··· Input material
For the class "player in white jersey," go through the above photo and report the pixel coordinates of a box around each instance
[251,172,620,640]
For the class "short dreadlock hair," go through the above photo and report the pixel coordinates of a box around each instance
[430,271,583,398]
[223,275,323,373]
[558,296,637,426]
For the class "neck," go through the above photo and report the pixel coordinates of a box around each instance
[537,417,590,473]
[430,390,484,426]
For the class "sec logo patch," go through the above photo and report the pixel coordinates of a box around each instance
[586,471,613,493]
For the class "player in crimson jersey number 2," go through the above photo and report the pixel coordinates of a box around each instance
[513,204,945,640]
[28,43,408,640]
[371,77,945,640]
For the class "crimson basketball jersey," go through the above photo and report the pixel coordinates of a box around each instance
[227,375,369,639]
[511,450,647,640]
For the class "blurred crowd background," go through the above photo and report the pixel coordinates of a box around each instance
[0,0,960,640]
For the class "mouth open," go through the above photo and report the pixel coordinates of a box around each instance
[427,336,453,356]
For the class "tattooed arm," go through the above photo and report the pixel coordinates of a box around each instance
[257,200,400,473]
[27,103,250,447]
······
··· Input material
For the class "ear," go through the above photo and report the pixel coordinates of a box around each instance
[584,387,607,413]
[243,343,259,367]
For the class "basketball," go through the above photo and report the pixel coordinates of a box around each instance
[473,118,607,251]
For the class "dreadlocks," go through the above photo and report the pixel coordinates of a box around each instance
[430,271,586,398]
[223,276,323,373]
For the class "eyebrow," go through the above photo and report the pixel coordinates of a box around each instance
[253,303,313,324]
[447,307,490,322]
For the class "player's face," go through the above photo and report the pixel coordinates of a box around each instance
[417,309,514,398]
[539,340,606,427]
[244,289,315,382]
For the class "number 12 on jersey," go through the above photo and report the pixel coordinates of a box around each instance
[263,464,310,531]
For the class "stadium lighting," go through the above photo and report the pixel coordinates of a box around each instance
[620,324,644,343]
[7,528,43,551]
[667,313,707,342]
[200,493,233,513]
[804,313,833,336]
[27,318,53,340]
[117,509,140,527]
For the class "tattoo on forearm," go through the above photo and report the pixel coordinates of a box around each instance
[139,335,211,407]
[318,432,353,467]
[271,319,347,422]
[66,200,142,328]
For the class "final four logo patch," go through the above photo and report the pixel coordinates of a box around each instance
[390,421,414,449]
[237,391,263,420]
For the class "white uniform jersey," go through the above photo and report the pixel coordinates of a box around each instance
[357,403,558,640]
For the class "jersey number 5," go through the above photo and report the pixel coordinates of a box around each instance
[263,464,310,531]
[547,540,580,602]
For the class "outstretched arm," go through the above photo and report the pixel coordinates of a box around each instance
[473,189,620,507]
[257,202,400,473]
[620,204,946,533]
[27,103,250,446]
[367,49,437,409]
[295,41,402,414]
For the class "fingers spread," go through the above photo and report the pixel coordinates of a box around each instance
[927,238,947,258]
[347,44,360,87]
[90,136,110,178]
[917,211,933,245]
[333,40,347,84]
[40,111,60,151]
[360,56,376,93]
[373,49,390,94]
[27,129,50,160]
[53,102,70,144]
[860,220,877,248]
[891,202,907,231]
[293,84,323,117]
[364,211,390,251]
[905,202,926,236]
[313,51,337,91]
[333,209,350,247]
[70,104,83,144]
······
Work to complete: Please recast the lines as a Markdown table with the columns "Row" and "Line", starting at the line with "in crimson jersey" and continuing through the line with "[511,450,647,640]", inclusive. Number each row, leave out blank lines, and include only these lines.

Written solution:
| Row | Line |
|---|---|
| 1 | For the class "player in crimson jersey number 2," go through the above photo and report the pixel coordinates of a box around each instance |
| 2 | [513,204,945,640] |
| 3 | [28,43,408,640] |
| 4 | [371,77,945,640] |
| 5 | For the class "crimson basketball jersey," go through the above photo and report the pixel coordinates of a box around each instance |
| 6 | [227,375,369,639] |
| 7 | [511,450,647,640] |